-------- Testo di riferimento
Le accuse della Corte penale internazionale

 Il mandato d'arresto della Cpi, pubblicato il 18 gennaio 2025, definisce Almasri - anche noto come Osama Elmasry Njeem - come responsabile di torture, violenze sessuali, omicidi e persecuzioni sistematiche contro detenuti, a partire dal 15 febbraio 2015. Le vittime, secondo l'accusa, sarebbero state colpite per motivi di fede religiosa, origine etnica o condizione di migranti. I fatti si sarebbero verificati nella prigione di Mitiga, struttura tristemente nota per trattamenti inumani.

Il procedimento avviato in Libia

 L'Ufficio del Procuratore generale della Libia ha reso noto su Facebook di aver formalmente aperto un procedimento a carico di Almasri, applicando le norme della giurisdizione nazionale. Un primo interrogatorio è avvenuto il 28 aprile 2025, nel corso del quale l'ex ufficiale è stato informato delle accuse. La Procura ha raccolto le sue dichiarazioni, ora verbalizzate, e ha avviato la raccolta delle prove con il supporto di una richiesta di assistenza legale inviata alla Corte penale internazionale.

L'arresto e il rilascio in Italia: un caso controverso

 Osama Almasri era stato arrestato in Italia, a Torino, il 19 gennaio 2025, grazie a un avviso rosso dell'Interpol. Tuttavia, pochi giorni dopo, la Corte d'appello di Roma ne ha disposto il rilascio, ritenendo l'arresto irregolare per mancanza di coinvolgimento del Ministero della Giustizia. Almasri è stato quindi espulso e rimpatriato con un volo governativo libico il 21 gennaio. Il caso ha suscitato proteste da parte di organizzazioni internazionali come Amnesty International, che hanno parlato di "un duro colpo per la giustizia internazionale".
----------------
Breve compito 1: Nel testo su Almasri, riduci a un elenco puntato il paragrafo che inizia con "Osama Almasri era stato arrestato in Italia", conservandone i fatti principali.
Breve compito 2: Riproduci una parte del testo su Almasri: inizia dalle parole che contengono "L'Ufficio del Procuratore" e fermati dopo "Corte penale internazionale.".
-------- Elenco voci
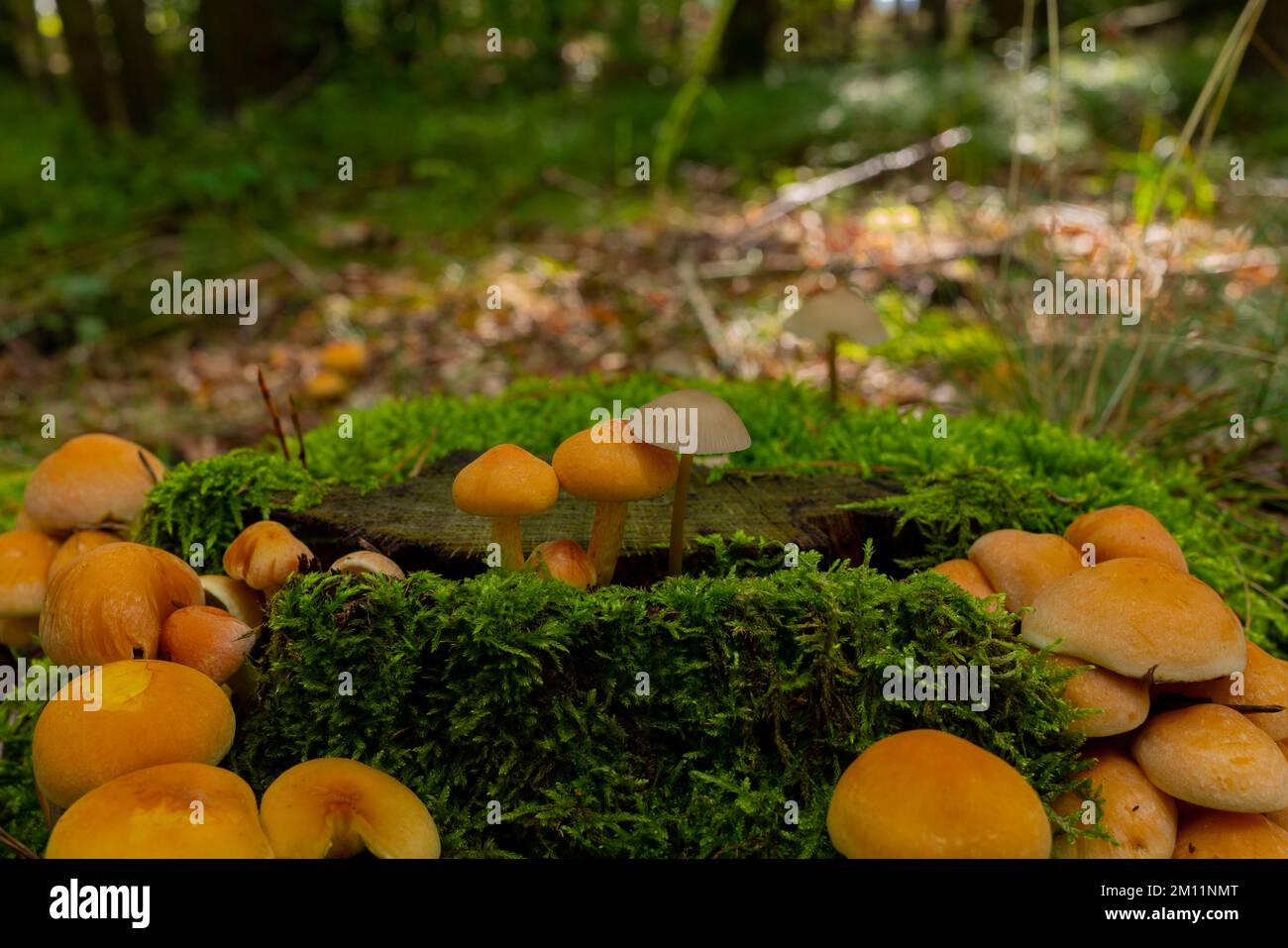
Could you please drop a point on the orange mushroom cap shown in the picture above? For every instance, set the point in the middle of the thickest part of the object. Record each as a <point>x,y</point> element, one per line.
----------------
-------- Elenco voci
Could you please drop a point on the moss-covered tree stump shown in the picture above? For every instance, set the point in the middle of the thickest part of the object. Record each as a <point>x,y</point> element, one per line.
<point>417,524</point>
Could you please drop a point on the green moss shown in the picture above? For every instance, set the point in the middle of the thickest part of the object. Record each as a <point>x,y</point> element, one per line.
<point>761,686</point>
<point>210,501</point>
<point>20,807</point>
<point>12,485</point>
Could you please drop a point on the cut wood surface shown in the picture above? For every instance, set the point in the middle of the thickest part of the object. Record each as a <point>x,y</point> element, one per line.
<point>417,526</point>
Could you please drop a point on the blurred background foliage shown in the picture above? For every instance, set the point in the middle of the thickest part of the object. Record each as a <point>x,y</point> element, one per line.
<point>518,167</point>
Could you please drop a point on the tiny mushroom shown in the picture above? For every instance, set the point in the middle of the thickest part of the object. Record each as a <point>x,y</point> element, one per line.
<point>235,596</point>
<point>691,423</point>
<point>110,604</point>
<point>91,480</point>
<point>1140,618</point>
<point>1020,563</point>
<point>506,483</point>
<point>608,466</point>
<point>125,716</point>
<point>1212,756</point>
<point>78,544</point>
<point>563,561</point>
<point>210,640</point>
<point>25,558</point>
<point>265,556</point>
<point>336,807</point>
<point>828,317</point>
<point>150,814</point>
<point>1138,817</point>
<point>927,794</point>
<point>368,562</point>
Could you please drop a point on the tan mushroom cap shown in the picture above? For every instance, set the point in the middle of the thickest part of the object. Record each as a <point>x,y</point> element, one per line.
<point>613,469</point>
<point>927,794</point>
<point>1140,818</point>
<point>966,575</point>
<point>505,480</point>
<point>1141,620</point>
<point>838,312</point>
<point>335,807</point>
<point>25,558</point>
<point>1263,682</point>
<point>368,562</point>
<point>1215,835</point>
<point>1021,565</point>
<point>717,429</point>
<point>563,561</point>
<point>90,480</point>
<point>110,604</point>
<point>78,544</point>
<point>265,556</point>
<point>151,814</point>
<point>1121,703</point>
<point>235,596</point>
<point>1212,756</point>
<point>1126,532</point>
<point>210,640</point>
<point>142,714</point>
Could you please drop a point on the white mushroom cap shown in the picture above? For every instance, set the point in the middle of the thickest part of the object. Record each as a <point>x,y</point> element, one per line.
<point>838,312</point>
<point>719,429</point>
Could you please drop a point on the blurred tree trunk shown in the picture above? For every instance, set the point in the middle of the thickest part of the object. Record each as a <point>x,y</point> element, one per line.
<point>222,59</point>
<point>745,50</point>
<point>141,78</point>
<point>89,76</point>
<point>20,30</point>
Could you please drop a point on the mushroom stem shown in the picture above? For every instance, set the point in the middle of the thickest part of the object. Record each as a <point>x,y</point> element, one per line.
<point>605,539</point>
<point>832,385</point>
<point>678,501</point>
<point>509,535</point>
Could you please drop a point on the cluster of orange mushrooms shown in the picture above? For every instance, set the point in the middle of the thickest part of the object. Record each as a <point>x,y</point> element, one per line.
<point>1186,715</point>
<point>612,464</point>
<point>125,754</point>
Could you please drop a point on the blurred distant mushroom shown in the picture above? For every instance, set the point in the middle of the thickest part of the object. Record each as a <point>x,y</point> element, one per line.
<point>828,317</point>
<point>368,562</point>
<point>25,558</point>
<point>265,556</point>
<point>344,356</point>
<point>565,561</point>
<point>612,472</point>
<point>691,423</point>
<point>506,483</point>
----------------
-------- Elenco voci
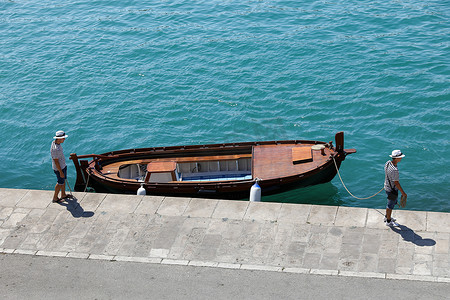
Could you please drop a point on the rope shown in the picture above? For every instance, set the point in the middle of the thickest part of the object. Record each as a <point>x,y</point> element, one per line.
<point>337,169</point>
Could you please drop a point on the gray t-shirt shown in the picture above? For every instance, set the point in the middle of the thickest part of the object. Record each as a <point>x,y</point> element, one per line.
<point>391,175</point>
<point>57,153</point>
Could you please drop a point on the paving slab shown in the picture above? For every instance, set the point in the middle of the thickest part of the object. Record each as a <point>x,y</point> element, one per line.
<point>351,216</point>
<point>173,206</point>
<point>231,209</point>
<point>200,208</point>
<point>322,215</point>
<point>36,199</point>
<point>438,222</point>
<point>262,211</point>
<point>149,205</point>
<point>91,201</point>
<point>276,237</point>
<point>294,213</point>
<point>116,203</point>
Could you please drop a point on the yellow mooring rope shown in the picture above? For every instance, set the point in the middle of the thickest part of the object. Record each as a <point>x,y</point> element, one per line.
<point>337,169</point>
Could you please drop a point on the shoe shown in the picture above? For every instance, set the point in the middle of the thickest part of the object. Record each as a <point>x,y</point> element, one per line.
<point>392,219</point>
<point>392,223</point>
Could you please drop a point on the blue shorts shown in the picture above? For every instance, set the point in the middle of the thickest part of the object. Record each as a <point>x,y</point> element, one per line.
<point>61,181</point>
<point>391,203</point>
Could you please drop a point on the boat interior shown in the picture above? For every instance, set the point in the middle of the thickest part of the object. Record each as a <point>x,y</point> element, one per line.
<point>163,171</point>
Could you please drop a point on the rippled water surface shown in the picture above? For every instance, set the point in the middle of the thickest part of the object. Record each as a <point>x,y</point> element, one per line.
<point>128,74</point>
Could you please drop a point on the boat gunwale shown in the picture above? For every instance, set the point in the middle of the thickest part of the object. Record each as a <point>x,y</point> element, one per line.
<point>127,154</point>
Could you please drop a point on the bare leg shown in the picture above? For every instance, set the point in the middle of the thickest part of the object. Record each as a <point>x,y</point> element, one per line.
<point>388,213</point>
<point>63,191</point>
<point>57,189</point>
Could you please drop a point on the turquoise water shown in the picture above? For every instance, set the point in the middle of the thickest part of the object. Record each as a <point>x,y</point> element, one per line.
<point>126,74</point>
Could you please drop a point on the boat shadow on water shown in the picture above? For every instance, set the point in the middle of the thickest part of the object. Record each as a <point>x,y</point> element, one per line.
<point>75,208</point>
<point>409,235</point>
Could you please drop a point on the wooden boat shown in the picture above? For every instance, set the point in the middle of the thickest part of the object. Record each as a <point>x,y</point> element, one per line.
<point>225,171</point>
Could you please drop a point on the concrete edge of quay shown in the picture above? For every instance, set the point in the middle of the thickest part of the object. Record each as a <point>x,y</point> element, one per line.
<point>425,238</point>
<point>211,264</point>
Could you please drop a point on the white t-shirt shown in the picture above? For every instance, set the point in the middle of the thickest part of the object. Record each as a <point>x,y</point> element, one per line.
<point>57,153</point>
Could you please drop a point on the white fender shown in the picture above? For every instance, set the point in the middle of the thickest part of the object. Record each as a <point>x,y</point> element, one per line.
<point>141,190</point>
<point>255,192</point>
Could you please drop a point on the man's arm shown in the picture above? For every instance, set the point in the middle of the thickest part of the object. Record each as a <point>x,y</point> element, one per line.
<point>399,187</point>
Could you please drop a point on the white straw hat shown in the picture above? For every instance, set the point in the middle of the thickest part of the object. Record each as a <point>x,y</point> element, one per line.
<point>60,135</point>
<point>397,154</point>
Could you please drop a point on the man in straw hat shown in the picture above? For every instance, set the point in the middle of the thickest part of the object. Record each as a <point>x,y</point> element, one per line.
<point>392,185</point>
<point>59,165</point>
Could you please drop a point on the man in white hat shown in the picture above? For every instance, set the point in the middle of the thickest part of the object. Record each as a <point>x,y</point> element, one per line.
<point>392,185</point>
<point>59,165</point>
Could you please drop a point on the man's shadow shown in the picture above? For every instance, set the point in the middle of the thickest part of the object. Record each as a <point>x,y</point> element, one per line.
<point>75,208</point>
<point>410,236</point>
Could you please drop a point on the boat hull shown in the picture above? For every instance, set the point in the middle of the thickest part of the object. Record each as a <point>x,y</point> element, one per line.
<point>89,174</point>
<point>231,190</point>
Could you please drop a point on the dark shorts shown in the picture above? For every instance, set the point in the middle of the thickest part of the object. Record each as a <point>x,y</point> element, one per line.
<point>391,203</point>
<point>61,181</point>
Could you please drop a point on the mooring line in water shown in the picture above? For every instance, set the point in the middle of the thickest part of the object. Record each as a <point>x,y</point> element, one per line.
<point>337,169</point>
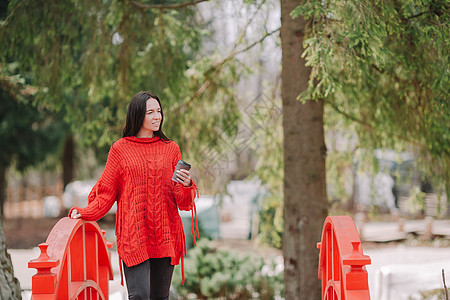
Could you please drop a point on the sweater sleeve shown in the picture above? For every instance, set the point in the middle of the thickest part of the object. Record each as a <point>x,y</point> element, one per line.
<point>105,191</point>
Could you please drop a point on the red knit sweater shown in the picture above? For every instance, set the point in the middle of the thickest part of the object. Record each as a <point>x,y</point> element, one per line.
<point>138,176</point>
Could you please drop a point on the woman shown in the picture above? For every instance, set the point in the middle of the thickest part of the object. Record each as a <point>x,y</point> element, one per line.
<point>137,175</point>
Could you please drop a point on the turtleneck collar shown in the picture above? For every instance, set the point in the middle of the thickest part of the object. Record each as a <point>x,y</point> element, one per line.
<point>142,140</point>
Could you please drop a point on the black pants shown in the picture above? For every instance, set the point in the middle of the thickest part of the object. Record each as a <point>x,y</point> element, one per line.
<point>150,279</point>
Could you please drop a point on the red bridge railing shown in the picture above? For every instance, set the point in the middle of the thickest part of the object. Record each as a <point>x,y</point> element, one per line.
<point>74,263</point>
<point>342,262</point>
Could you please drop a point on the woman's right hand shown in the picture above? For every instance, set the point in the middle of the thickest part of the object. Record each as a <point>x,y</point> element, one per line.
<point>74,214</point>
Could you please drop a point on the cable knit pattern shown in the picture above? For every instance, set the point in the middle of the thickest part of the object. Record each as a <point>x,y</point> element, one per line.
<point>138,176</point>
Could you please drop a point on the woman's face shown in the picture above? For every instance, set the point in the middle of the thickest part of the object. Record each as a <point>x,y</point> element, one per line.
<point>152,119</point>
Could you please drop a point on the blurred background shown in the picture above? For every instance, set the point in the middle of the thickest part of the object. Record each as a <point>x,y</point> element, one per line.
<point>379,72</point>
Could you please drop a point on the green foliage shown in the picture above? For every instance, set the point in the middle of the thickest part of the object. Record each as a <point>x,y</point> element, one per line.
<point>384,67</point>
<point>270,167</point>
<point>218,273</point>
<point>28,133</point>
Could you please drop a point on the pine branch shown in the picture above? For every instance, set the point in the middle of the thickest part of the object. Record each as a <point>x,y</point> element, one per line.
----------------
Soluzione 1:
- Il 19 gennaio 2025 Osama Almasri viene arrestato a Torino in base a un avviso rosso dell'Interpol.
- Pochi giorni dopo la Corte d'appello di Roma ne ordina il rilascio: l'arresto è irregolare perché il Ministero della Giustizia non era stato coinvolto.
- Il 21 gennaio viene espulso e rimpatriato con un volo governativo libico.
- Organizzazioni internazionali come Amnesty International protestano, parlando di "un duro colpo per la giustizia internazionale".

Soluzione 2:
L'Ufficio del Procuratore generale della Libia ha reso noto su Facebook di aver formalmente aperto un procedimento a carico di Almasri, applicando le norme della giurisdizione nazionale. Un primo interrogatorio è avvenuto il 28 aprile 2025, nel corso del quale l'ex ufficiale è stato informato delle accuse. La Procura ha raccolto le sue dichiarazioni, ora verbalizzate, e ha avviato la raccolta delle prove con il supporto di una richiesta di assistenza legale inviata alla Corte penale internazionale.